Begin The input

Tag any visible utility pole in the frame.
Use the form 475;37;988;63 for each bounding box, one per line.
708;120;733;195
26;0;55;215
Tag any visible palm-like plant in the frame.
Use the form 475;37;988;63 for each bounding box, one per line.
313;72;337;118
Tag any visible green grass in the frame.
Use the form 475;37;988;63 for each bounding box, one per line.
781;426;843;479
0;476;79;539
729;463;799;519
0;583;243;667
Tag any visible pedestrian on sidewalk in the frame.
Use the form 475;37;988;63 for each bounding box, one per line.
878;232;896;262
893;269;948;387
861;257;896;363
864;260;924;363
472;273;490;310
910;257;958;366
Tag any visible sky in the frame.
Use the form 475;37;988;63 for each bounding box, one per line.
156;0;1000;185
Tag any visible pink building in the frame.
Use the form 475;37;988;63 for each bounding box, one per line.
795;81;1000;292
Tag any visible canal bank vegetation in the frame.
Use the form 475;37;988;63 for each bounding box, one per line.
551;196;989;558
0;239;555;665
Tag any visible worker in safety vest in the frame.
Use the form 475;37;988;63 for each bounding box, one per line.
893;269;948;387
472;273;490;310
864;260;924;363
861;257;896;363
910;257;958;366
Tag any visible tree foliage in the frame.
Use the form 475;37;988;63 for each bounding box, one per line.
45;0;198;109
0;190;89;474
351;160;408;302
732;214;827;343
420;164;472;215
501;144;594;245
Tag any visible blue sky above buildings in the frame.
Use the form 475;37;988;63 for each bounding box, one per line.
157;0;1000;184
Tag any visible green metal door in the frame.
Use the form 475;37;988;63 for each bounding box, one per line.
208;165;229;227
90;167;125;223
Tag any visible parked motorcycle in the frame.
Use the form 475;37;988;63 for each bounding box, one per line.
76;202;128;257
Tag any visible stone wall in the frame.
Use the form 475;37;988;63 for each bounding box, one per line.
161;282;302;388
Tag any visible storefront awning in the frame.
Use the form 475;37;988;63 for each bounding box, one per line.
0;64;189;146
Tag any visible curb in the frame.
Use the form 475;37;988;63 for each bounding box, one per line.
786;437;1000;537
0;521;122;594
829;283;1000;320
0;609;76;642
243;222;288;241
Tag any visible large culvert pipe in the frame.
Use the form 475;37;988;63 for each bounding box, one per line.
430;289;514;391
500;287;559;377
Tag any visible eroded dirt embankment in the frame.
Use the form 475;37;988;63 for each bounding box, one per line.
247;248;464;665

End The input
Begin The input

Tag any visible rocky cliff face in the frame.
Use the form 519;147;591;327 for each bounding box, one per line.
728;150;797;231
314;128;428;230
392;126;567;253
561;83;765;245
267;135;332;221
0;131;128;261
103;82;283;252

End The input

**What the task requires**
Reproduce word for word the stretch of the records above from the line containing "Tag any visible green metal" through the line containing "90;167;125;223".

**Full output**
Tag any visible green metal door in the frame.
Use the form 475;37;988;63 for each bounding box, one per line.
208;165;229;227
90;167;125;223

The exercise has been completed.